■ Text for analysis
*** Begin section ***

A recent whistleblower case led to the filing of a false claims act complaint against Community Health Network (CHN) by the United States of America Department of Justice on January 7, 2020. The complaint, filed in the U.S. District Court for the Southern District of Indiana, alleges that CHN compensated providers significantly over fair market value (FMV) in order to roll up referrals from the provider’s practices in violation of the Stark Law, which prohibits a hospital from billing Medicare for services referred by a physician with whom the hospital has a financial relationship that does not meet any statutory or regulatory exception.

In its complaint, the government alleges that CHN had employment relationships with numerous physicians that did not meet any Stark Law exception, because the compensation paid to the providers by CHN was well above FMV. In addition to the excessive compensation allegation, the complaint alleges that CHN conditioned the physician’s incentive or bonus compensation based on the physician meeting a target of hospital downstream revenue specific to the physician.

According to the complaint, CHN wanted to tie physicians with existing business in lucrative specialties to CHN. A number of the recruited physicians already had medical staff privileges at CHN hospitals and were already referring patients to CHN hospitals. The government complaint states that the physician integration strategy was defensive in nature meaning that CHN recruited and employed the providers to secure their referrals and out of concern that referrals would otherwise leak to CHN’s competition.

The whistleblower provided information to the government suggesting that CHN knew the compensation exceeded FMV and had withheld details of the proposed compensation from FMV consultants in order to obtain a more favorable FMV analysis. The whistleblower also claimed to have documentation showing that CHN executives calculated the provider’s excessive compensation based on the value of expected referrals. The January 6, 2020 amended complaint claims that CHN ignored the consultant’s warnings that the proposed compensation was in excess of FMV.

*** End section ***

■ What is expected
From the article on the Community Health Network complaint, output verbatim the passage that begins at the words "In its complaint, the" and stops after "to the physician.". The entries below are separate from the article on the Community Health Network complaint.

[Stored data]

*** Begin section ***

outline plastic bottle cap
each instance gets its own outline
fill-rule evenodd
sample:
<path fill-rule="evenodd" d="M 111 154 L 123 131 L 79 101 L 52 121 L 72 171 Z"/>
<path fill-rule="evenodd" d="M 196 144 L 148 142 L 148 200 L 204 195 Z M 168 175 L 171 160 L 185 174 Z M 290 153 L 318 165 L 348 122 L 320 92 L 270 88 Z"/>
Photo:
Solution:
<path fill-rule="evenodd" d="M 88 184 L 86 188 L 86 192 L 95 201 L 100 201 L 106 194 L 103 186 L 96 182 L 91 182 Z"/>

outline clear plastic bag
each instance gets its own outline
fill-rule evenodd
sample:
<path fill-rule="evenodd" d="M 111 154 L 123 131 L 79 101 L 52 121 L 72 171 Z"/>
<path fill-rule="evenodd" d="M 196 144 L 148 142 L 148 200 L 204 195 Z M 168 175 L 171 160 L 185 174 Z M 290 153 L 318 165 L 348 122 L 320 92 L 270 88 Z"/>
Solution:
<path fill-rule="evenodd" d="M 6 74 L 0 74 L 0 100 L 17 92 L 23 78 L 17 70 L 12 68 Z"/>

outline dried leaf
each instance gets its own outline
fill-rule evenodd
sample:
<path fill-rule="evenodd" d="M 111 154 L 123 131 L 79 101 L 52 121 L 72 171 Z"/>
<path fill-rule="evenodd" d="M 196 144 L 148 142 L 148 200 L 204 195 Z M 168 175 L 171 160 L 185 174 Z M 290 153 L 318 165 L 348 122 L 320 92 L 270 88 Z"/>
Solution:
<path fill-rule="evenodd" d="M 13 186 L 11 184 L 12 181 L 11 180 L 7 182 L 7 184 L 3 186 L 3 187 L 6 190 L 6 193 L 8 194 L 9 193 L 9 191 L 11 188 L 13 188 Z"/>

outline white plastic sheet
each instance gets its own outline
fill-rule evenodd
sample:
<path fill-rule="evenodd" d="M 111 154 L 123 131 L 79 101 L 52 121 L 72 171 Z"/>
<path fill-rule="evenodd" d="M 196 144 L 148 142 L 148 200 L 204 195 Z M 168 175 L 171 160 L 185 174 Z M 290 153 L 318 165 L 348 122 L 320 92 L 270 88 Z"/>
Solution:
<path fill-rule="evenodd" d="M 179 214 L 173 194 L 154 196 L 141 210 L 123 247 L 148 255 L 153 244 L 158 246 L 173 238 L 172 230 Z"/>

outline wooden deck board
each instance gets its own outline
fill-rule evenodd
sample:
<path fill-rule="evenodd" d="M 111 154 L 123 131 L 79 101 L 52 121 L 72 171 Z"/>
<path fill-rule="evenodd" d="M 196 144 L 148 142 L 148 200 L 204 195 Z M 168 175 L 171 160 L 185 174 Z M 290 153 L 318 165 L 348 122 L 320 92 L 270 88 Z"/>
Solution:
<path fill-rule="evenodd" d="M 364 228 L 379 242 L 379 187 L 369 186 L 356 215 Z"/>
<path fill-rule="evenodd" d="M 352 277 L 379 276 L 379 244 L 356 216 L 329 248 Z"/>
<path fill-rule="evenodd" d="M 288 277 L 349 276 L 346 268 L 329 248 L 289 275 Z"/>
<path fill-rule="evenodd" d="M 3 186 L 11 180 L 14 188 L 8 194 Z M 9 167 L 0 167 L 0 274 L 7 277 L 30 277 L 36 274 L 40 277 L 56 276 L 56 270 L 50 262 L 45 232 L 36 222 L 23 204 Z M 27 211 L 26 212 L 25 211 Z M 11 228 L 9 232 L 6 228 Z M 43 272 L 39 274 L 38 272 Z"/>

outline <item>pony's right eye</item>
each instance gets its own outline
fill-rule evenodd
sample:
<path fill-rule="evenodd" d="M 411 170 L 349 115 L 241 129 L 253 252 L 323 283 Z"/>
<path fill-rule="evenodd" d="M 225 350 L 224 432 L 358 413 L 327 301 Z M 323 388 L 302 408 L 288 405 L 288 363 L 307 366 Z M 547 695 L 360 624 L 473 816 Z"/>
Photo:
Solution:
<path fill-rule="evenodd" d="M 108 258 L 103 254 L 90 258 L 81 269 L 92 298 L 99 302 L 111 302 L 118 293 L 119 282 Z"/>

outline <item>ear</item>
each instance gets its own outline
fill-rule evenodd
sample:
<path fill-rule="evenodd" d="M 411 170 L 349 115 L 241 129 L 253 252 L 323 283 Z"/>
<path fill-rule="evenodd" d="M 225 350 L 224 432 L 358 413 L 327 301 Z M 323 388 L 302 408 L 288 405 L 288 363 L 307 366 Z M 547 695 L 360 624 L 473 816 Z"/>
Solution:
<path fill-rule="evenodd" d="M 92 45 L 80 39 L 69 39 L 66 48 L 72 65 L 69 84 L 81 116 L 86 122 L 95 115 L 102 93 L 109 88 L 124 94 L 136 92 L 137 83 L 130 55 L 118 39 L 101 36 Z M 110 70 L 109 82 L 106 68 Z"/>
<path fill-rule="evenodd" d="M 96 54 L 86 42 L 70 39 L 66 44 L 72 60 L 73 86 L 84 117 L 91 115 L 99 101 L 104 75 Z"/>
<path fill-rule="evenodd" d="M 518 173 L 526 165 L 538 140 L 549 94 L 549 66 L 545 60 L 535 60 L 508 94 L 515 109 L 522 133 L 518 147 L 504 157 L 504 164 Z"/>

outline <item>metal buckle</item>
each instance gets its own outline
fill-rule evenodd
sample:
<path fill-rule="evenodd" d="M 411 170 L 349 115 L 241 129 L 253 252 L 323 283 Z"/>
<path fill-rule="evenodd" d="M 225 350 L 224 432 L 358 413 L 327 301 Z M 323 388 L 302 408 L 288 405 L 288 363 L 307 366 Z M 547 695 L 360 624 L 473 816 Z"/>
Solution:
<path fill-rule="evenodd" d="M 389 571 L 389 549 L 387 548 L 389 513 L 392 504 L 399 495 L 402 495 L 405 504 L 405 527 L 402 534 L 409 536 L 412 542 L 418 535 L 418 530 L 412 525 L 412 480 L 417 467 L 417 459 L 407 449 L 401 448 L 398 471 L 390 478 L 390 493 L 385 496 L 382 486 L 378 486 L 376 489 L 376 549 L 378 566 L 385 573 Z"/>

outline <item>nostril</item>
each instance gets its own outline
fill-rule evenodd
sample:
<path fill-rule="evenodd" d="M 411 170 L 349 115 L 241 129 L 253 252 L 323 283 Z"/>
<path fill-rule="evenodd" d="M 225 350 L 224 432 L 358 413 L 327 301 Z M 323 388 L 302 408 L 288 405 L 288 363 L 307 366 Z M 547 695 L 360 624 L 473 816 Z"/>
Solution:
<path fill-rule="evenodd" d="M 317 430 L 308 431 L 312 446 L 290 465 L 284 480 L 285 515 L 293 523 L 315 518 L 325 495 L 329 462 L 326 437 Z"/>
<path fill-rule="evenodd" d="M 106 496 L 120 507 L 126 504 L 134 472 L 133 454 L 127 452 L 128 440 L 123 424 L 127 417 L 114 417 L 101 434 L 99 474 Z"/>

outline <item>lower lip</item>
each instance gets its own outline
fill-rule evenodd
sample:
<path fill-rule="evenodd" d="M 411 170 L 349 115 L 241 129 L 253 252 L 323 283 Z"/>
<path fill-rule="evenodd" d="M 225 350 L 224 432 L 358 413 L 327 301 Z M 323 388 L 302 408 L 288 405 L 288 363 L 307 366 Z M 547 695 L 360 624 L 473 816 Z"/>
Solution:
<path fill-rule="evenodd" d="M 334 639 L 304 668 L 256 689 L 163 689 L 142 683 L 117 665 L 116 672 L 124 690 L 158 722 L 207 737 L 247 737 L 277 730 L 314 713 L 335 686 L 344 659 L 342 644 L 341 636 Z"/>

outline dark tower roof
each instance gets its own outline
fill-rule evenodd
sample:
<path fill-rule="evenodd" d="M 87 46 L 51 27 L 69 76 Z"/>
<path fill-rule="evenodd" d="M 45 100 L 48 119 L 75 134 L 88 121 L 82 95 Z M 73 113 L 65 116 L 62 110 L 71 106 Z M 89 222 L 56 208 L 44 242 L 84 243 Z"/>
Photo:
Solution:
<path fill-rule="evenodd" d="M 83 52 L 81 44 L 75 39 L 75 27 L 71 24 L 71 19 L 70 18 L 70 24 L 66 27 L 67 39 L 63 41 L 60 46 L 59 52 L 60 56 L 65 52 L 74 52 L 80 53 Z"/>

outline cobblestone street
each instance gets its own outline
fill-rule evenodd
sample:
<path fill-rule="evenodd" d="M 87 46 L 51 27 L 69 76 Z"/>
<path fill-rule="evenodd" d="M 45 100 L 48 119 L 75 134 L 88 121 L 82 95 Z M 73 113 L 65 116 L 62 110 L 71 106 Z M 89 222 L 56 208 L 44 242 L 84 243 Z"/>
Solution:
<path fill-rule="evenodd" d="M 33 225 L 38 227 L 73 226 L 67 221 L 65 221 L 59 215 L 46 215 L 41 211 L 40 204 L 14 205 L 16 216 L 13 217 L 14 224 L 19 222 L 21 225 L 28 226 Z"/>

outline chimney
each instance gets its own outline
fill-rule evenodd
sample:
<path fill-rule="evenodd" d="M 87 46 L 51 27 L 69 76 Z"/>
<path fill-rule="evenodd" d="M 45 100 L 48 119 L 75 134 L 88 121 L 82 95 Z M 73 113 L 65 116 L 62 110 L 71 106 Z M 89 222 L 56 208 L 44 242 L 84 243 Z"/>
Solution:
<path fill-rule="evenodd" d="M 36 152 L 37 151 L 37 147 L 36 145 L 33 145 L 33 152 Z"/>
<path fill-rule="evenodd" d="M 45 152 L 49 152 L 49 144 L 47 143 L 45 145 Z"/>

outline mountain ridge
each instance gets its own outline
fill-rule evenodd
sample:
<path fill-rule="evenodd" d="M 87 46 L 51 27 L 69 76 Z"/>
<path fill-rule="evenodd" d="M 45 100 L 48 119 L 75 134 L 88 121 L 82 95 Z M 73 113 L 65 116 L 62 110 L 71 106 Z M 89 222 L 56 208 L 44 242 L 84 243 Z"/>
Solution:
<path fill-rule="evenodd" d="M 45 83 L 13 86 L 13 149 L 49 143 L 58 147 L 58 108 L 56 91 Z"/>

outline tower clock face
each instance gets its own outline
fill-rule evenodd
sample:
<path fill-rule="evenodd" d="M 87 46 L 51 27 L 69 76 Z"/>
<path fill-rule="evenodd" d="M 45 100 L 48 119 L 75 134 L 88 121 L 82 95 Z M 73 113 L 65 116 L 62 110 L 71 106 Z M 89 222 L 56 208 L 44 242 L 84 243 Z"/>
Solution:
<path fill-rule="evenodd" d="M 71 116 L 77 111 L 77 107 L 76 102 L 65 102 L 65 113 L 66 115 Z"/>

*** End section ***

■ Answer to this problem
In its complaint, the government alleges that CHN had employment relationships with numerous physicians that did not meet any Stark Law exception, because the compensation paid to the providers by CHN was well above FMV. In addition to the excessive compensation allegation, the complaint alleges that CHN conditioned the physician’s incentive or bonus compensation based on the physician meeting a target of hospital downstream revenue specific to the physician.